Copy every line of the records that includes the word "below".

> **Stored data entries**
"""
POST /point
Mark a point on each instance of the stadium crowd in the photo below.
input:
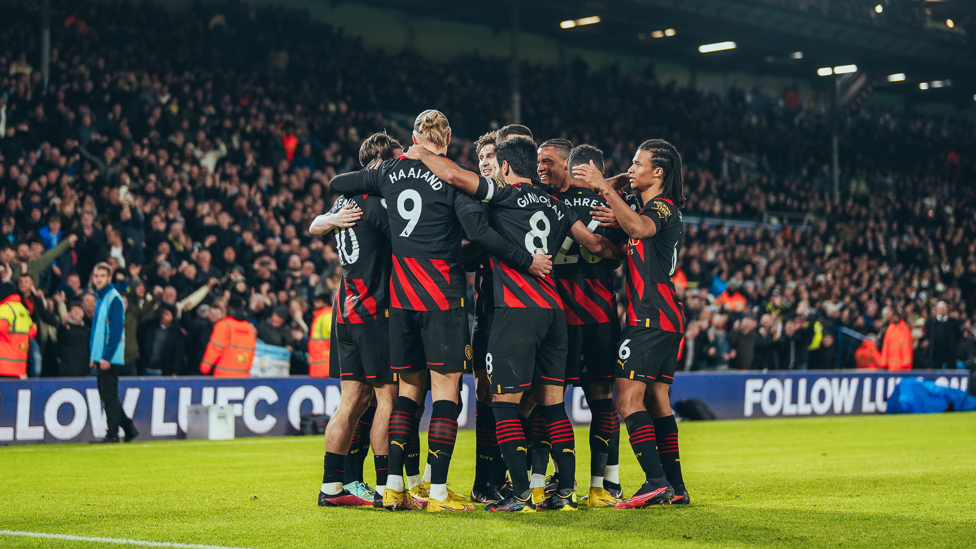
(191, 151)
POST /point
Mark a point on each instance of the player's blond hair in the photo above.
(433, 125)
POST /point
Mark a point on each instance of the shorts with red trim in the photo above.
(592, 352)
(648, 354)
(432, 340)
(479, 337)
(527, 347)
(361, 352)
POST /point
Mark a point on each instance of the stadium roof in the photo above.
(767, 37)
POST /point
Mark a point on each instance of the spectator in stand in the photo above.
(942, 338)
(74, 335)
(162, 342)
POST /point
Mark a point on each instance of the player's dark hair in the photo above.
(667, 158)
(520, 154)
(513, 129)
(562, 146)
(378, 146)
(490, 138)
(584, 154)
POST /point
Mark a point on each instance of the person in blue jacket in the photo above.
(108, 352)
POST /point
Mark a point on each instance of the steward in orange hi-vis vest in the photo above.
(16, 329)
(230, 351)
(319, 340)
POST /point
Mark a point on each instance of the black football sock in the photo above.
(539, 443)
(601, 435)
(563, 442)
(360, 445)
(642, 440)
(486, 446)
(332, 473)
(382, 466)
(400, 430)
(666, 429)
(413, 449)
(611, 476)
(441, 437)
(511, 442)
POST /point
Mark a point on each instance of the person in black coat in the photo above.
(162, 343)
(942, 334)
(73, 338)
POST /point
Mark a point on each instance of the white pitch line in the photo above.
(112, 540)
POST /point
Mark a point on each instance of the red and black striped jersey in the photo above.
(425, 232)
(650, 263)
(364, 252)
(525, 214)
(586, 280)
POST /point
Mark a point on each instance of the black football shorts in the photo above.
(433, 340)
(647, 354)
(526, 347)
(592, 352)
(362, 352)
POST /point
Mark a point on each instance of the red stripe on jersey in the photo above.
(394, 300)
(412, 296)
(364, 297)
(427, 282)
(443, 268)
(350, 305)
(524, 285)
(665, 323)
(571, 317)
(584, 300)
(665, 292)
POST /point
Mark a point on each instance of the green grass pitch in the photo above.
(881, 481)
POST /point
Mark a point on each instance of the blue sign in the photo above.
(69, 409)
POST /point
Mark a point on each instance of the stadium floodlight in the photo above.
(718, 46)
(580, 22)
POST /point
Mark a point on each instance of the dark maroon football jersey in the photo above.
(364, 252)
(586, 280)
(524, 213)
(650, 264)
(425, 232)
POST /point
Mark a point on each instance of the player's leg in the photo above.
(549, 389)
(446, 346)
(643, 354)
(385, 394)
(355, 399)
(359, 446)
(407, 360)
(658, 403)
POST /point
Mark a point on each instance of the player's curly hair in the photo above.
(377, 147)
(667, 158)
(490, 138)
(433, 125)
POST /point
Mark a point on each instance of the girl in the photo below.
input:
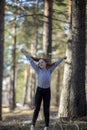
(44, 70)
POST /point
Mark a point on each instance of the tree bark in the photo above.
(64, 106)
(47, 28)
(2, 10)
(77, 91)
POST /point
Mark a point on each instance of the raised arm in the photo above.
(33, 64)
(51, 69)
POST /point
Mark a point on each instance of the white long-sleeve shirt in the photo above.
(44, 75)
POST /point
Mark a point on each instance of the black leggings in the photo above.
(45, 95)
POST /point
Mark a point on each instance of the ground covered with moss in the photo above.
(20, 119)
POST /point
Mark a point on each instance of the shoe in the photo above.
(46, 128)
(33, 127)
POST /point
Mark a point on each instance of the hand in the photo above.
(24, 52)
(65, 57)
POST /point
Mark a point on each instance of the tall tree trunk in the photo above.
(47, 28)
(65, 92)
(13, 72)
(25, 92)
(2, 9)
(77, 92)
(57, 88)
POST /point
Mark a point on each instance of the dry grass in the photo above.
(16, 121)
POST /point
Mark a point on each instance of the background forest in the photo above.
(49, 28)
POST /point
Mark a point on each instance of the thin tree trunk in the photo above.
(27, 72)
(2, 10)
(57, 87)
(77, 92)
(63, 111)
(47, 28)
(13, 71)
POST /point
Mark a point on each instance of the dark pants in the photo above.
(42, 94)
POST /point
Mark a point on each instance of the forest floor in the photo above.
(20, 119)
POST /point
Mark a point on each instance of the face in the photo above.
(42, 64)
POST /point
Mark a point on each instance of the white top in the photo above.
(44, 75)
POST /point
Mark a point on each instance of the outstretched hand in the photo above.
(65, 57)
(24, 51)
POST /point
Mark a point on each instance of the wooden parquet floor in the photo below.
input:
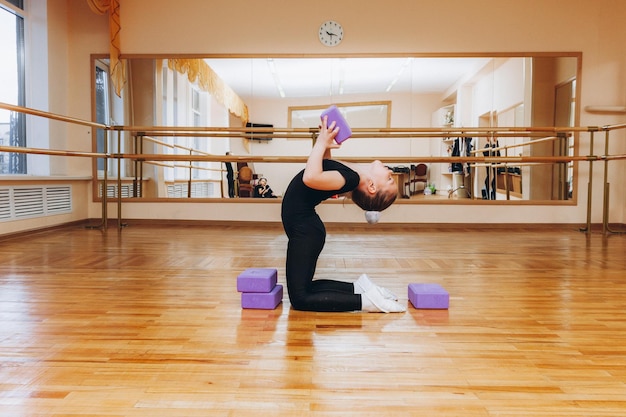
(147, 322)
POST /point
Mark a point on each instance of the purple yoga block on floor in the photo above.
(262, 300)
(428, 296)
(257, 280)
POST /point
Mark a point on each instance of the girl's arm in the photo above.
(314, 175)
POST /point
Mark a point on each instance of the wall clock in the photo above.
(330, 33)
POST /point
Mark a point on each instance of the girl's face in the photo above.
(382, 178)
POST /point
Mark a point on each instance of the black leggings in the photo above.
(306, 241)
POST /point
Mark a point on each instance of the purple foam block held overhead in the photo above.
"""
> **SOLUTION TO THE EXERCISE**
Mark a point on each instance of the stadium crowd in the photo below.
Mark a point on each instance of the girl in the photo below.
Mark a point on each instance of the wooden parquet floor in the photo below.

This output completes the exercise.